Brief:
Continue the passage on Billboard's 1954 rhythm and blues charts, starting after its last sentence.
---------- Source text ----------
In 1954, Billboard magazine published two charts specifically covering the top-performing songs in the United States in rhythm and blues and related African-American-oriented music genres: Best Sellers in Stores (published as National Best Sellers through the issue dated February 13) and Most Played in Juke Boxes.  The two charts are considered part of the lineage of the magazine's multimetric R&B chart launched in 1958, which since 2005 has been published under the title Hot R&B/Hip Hop Songs.

In the issue of Billboard dated January 2, blues singer Big Joe Turner was at number one on the juke box chart with "Honey Hush" and Clyde McPhatter and the Drifters were atop the best sellers listing with "Money Honey".  Both acts returned to the top spot later in the year.  In June, Turner topped the juke box chart with "Shake, Rattle and Roll".  McPhatter and the Drifters reached number one on both listings in July with "Honey Love".  Shortly after Turner topped the chart with "Shake, Rattle and Roll", Bill Haley and his Comets released a cover version which is considered one of the most influential recordings in the development of the emerging rock and roll genre.  Although Turner would not reach number one again, he would enjoy a lengthy career and be inducted into the Rock and Roll Hall of Fame in 1987.  His original recording of "Shake, Rattle and Roll" was ranked number 127 on Rolling Stones 2003 list of the 500 Greatest Songs of All Time.
---------- Source material ----------
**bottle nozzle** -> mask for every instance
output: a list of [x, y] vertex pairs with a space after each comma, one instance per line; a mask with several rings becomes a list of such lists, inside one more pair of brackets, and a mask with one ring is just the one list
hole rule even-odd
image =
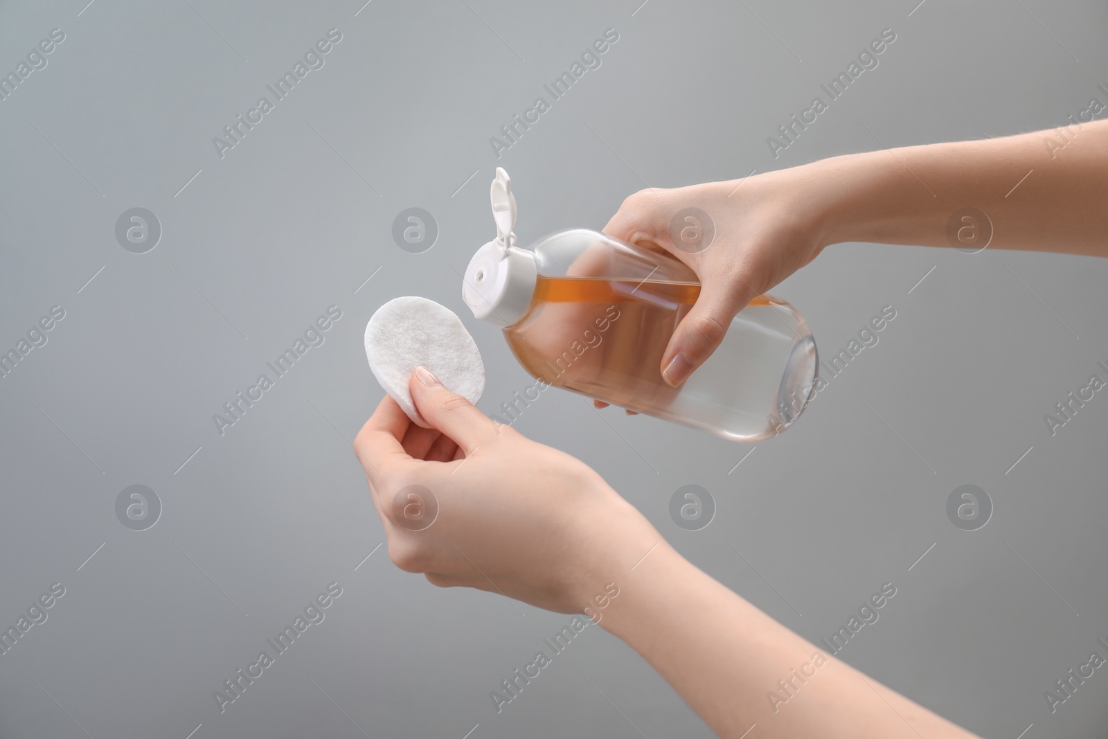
----------
Task result:
The year's longest-running number one on the juke box chart was "The Things That I Used to Do" by Guitar Slim, which spent 14 consecutive weeks in the top spot.  It was the only chart entry the Mississippi-born guitarist achieved in his career, but is considered to have significantly influenced the development of both soul music and the use of the electric guitar in rock music.  The Rock and Roll Hall of Fame included the track on its list of 500 Songs That Shaped Rock and Roll.   On the best sellers chart, "Honey Love" by the Drifters and Clyde McPhatter tied for the longest time spent atop the chart with Roy Hamilton's version of "You'll Never Walk Alone" from the 1945 musical Carousel, both songs spending eight weeks at number one.  While no act achieved more than one number one on the juke box chart, three acts joined the Drifters in gaining two chart-toppers on the best sellers listing: Faye Adams, Ruth Brown (who replaced herself at number one in the issue of Billboard dated November 20), and the Midnighters.  The year's final number one on the juke box listing was "You Upset Me Baby" by B.B. King and the last chart-topper of 1954 on the best sellers listing was "Hearts of Stone" by the Charms.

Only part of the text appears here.